WORK REQUIRED: Set down exactly the lines running from the line with "Annotate every instance of the brick" to the end of the listing below, both ends included.

** start of DATA TO USE **

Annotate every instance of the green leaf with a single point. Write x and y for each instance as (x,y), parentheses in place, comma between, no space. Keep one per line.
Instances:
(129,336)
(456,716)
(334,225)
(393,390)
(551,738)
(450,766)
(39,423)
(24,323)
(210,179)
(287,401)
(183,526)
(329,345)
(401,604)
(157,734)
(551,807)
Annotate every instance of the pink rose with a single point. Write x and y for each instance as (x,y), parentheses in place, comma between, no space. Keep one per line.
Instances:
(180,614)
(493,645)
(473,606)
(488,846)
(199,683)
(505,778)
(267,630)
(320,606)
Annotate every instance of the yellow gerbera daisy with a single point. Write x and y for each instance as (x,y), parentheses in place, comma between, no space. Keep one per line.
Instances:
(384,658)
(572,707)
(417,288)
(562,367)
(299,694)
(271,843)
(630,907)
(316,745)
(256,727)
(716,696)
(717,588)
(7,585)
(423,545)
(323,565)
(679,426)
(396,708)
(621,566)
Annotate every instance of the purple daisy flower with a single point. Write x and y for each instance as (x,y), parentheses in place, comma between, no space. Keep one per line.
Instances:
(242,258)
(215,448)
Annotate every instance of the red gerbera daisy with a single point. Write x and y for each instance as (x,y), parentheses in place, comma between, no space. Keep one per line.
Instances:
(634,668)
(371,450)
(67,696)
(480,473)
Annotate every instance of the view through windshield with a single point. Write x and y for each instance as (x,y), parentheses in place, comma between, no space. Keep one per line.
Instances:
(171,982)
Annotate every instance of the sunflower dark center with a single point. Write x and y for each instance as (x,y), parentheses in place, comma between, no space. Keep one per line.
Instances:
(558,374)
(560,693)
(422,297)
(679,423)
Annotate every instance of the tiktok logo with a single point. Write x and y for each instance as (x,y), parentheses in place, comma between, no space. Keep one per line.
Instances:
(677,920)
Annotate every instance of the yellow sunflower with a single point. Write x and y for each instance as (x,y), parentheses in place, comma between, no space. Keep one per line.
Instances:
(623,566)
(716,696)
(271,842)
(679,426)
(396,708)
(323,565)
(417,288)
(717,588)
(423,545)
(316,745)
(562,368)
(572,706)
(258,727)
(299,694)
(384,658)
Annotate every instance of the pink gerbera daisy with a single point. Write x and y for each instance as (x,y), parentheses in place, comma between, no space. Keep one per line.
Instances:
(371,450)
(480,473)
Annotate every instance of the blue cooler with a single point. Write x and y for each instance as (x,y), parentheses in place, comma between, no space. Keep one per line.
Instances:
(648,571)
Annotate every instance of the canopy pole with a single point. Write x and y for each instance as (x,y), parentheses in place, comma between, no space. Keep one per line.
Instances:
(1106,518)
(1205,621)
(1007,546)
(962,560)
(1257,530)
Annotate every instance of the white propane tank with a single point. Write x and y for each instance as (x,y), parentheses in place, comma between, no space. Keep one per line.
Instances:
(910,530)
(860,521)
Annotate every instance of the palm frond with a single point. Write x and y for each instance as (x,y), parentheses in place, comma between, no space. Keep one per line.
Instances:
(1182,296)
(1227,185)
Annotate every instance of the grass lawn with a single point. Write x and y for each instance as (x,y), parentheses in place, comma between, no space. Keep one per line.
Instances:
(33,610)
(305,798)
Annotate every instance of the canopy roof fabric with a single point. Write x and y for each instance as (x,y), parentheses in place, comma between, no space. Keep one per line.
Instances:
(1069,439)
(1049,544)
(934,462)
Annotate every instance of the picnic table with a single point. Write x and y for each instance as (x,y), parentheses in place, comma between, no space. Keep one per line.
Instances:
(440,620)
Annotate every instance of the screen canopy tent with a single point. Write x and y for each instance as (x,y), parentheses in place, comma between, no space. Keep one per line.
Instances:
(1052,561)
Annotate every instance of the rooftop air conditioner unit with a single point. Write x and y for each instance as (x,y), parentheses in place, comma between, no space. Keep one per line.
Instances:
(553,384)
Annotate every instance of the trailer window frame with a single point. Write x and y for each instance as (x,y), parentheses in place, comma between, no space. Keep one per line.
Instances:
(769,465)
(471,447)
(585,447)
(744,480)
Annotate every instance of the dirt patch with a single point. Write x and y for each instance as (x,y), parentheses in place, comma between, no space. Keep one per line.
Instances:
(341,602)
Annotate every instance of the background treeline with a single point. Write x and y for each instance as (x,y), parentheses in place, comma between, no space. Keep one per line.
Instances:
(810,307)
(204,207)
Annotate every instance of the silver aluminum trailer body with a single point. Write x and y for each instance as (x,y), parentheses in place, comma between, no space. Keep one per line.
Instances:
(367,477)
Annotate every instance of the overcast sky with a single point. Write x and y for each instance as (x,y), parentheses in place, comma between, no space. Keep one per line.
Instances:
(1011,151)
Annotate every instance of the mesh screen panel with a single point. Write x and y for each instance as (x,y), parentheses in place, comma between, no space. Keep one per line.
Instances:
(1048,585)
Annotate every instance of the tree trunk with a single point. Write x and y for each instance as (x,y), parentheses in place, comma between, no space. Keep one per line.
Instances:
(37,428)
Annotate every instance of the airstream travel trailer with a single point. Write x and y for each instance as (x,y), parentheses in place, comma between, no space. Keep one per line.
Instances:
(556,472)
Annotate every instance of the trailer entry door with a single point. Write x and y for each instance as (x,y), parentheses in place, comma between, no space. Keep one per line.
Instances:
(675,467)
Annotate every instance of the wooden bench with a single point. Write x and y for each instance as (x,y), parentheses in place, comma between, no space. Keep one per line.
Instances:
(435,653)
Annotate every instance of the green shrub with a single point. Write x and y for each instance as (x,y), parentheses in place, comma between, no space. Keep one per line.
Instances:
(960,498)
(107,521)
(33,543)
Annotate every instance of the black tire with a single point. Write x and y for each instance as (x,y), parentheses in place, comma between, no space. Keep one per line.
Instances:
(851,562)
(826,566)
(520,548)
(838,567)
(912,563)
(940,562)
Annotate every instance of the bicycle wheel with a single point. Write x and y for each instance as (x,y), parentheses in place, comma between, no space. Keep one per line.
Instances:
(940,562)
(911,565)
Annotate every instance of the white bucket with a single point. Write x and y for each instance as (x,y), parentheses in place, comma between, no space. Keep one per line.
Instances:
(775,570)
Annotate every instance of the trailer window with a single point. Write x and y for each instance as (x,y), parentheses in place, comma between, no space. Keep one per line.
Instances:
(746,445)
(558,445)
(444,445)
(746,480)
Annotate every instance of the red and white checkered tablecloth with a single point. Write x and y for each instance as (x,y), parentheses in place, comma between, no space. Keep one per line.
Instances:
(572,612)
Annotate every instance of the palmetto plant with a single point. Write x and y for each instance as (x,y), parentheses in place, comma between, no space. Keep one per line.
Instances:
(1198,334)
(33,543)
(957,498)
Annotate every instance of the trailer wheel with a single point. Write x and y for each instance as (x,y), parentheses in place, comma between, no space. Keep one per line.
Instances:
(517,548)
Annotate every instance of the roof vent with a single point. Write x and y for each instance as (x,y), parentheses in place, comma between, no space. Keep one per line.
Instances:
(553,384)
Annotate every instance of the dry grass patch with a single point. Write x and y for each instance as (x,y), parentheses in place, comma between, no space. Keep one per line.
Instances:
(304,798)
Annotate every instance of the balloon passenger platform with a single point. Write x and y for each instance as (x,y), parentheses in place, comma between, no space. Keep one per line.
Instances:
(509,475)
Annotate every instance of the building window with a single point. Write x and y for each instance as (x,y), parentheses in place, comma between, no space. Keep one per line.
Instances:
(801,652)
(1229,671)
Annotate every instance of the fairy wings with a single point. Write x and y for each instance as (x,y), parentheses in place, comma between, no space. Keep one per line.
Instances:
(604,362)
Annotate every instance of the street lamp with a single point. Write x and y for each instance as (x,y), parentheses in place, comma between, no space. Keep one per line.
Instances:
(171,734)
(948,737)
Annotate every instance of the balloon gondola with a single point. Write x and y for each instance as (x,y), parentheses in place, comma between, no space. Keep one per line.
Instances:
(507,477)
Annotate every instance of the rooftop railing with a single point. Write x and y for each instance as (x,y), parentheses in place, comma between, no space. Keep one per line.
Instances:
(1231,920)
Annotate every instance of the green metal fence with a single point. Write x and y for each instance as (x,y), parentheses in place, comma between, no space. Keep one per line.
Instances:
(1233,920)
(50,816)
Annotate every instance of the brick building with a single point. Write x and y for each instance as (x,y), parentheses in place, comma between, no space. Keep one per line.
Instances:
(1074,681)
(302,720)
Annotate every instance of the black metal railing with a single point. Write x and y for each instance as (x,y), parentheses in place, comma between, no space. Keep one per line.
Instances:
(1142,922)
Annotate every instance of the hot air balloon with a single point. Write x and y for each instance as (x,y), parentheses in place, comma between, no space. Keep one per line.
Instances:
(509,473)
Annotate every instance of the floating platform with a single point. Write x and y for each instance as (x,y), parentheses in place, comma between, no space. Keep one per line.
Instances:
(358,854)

** end of DATA TO USE **

EXERCISE ANSWER:
Annotate every instance of the brick building with a single point. Write x and y for each instance as (x,y), parentheses in place, comma between, no space. Keep one per line.
Instances:
(1074,681)
(302,720)
Annotate every instance of the black metal railing with a single point. Write x and y for each instance as (x,y), parentheses in place, comma between, no space. Keep one per line.
Instances:
(1142,922)
Annotate every instance of the hot air balloon with a single point. Write x and y for each instance as (x,y), parentheses in place, comma between, no space. Keep one per line.
Instances:
(509,473)
Annotate every instance of the floating platform with a single point. Write x and y for each instance as (x,y), parentheses in place, comma between, no space. Keep one per line.
Instances:
(358,854)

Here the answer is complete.